#### [Tarefa a realizar]
Prossiga com o artigo sobre a imagem do professor na mídia a partir da última frase apresentada, sem confundi-lo com os itens.

#### [Trecho fornecido]
'''
Este artigo integra o conjunto de materiais de referência
para debate da SAM2013 ,
e foi escrito pela jornalista Fernanda Campagnucci, editora do Observatório da Educação da ONG
Ação Educativa [1].
Um olhar mais atento
para as imagens do professor na mídia não deixa de captar uma flagrante
contradição: de um lado, os docentes são retratados como heróis, sofredores, vocacionados,
vítimas, salvadores – histórias de professoras que conseguem inovar suas
práticas e fazer seus alunos aprenderem, apesar de todas as dificuldades que
enfrentam na estrutura escolar e em sua própria vida; por outro lado, e com
maior frequência, a mesma mídia denuncia como são preguiçosos os docentes,
negligentes, mal formados, desmotivados e acomodados – faltam ao trabalho, não
querem ser avaliados, têm privilégios demais no serviço público.
No entanto, embora
pareçam estar em diferentes extremos, essas duas imagens carregam um traço em
comum: negam ao professor sua condição de profissional, que deve ser tratado e
valorizado como tal. E, curiosamente, não são poucos os clamores na mídia pela
urgente “valorização do professor” como solução para os gargalos educacionais –
pelo contrário, este parece ser um consenso [2]. O
problema é que essa expressão surge esvaziada de sentido e não traz ao debate
elementos para discutir o que, de fato, significa valorizá-lo: trata-se,
atualmente, de um discurso vazio.
'''
[Registros extraídos de uma coleção]
'''
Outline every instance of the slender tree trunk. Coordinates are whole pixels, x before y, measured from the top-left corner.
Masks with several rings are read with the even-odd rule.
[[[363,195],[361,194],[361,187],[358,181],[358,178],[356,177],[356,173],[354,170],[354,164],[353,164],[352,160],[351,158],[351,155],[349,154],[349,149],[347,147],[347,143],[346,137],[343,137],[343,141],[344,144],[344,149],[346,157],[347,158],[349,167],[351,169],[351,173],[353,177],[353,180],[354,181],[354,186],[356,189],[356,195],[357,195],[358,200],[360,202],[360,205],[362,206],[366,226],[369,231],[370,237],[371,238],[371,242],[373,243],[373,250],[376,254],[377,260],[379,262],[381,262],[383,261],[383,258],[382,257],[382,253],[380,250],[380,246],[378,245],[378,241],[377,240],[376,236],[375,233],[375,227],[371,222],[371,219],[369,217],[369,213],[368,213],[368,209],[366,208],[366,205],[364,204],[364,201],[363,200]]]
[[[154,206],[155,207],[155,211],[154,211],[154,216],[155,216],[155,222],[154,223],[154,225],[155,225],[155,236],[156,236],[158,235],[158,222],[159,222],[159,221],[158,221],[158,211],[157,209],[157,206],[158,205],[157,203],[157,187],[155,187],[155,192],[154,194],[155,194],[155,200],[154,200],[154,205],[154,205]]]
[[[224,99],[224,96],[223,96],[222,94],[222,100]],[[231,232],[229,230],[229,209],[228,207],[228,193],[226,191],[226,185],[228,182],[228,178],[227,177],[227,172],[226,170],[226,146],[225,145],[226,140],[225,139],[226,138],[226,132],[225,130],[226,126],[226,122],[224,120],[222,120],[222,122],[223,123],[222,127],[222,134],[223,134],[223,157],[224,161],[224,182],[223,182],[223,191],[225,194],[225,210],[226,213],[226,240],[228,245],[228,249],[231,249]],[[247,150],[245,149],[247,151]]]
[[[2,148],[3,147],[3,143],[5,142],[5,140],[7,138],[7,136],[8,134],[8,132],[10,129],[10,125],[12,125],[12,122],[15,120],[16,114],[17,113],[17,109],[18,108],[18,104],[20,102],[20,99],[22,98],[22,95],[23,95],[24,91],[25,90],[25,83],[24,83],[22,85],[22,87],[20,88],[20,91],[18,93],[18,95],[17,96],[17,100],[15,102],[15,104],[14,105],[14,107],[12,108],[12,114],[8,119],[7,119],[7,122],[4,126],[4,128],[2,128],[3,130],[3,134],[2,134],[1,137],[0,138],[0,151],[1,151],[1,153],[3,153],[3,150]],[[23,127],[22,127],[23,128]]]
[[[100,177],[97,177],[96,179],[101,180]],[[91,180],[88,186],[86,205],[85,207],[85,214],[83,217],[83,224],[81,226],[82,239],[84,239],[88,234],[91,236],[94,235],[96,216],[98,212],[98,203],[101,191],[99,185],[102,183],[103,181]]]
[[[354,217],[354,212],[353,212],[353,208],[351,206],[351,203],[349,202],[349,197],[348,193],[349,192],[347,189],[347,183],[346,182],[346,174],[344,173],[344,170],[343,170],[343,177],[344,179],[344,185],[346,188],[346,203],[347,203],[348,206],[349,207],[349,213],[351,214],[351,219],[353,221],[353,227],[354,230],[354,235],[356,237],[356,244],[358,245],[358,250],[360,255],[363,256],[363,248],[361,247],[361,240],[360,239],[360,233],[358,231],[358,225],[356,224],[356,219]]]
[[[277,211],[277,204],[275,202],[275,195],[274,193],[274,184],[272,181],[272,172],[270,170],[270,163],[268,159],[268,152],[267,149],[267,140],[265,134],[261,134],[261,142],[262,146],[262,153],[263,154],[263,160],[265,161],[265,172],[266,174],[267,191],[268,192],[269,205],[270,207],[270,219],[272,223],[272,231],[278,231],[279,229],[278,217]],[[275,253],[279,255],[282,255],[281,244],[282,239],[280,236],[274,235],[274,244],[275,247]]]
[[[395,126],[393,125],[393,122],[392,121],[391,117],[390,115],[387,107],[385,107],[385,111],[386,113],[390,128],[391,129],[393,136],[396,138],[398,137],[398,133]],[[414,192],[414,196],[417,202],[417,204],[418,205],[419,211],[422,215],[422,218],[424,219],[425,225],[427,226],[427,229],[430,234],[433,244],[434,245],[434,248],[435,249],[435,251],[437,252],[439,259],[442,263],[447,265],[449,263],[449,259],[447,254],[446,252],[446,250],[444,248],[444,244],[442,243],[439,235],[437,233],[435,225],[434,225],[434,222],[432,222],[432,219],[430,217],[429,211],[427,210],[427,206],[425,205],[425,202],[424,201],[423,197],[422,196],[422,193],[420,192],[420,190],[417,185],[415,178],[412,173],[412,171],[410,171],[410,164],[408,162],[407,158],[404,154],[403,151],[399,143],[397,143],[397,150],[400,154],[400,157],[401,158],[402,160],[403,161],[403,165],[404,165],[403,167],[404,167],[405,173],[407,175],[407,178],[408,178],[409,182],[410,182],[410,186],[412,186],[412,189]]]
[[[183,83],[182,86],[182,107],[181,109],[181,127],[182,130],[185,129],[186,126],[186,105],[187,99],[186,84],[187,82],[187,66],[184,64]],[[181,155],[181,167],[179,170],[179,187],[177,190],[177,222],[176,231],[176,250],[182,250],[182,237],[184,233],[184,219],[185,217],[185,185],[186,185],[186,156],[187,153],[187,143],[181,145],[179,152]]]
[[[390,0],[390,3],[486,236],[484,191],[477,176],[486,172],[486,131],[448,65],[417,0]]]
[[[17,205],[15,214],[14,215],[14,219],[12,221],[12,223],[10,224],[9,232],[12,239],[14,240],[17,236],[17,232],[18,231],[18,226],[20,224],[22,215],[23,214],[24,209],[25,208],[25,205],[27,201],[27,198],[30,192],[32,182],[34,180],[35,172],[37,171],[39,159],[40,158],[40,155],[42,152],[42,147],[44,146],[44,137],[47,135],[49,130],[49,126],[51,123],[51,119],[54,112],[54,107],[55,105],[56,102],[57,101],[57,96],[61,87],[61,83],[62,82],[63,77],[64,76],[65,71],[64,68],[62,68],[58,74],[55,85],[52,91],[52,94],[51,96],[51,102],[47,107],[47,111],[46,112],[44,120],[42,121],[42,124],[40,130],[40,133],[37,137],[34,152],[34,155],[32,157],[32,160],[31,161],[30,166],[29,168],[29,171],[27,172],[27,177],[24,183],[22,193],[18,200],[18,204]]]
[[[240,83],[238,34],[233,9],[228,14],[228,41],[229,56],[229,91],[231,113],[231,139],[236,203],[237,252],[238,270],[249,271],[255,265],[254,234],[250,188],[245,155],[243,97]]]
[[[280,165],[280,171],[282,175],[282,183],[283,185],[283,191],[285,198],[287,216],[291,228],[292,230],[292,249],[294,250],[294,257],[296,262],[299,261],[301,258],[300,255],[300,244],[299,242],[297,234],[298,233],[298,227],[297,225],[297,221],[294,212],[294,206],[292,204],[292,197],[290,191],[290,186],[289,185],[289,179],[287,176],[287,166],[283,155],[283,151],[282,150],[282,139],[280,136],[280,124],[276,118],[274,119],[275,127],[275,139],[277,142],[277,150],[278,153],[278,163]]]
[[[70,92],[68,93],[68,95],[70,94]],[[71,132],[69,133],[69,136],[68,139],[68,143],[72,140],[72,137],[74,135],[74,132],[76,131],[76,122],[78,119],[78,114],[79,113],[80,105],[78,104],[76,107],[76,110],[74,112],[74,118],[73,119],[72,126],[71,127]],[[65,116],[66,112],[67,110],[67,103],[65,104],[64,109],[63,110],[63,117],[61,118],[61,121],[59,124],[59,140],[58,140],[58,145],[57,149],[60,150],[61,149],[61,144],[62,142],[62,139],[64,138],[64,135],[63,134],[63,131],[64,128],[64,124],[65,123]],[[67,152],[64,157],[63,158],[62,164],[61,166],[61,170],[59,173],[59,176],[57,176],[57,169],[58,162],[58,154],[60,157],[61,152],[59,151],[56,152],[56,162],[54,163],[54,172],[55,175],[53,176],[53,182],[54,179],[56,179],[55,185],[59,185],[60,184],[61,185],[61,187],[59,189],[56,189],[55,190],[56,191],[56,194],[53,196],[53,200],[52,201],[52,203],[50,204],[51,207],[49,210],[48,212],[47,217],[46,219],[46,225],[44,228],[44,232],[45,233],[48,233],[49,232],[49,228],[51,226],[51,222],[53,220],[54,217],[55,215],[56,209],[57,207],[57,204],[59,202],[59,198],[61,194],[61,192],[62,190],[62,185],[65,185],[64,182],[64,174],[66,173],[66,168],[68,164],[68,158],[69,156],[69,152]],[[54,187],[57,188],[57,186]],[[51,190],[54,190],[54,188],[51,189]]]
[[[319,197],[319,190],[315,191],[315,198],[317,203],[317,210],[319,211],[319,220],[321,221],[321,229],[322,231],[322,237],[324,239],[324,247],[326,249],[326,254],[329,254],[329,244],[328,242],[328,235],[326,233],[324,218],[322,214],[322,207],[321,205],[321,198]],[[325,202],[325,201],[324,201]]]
'''
#### [Em resposta]
Em nome da “urgente
valorização dos professores”, articulistas e editorialistas acabam por reforçar
velhas tendências observadas na imprensa, tais como a culpabilização dos
profissionais da educação sobre o mau desempenho dos sistemas educacionais
em avaliações externas e um certo clamor por abnegação e sacrifícios. Este
trecho de editorial publicado após o anúncio de reformulação do currículo do
ensino médio pelo Ministério da Educação – anúncio, por sua vez, motivado pelo
baixo desempenho dessa etapa de ensino no Índice de Desenvolvimento da Educação
Básica (Ideb) – é bastante ilustrativo desse comportamento: “de nada
adianta formular parâmetros curriculares maravilhosos se não tivermos
profissionais preparados para ministrá-lo […] Um bom educador passa por cima de
currículos ruins, supera a falta de infraestrutura, enfrenta a indisciplina e
abre oportunidades de vida melhor para seus discípulos. Por isso precisa ser
reconhecido e valorizado, mas também acompanhado e cobrado” [3].
A forma mais comum que
assume a retórica da valorização docente na mídia, hoje, tem a ver com a
desvalorização econômica da profissão: as falas clamam principalmente por
ganhos salariais e competitividade da carreira, que deve ser capaz de “atrair
os melhores”. Mas, mesmo quando reconhece esta importante dimensão da carreira
docente (uma remuneração justa), o discurso pela valorização não vem dissociado
de uma contrapartida dos professores, seja pelo “compromisso com o aprendizado”
ou pela adoção de mecanismos mais efetivos de avaliação e monitoramento de
seu trabalho. Felizmente, podemos ver aí um avanço: o discurso de que o aumento
do salário dos professores, por si, não gera melhoria na qualidade da educação
parece ter perdido espaço no debate.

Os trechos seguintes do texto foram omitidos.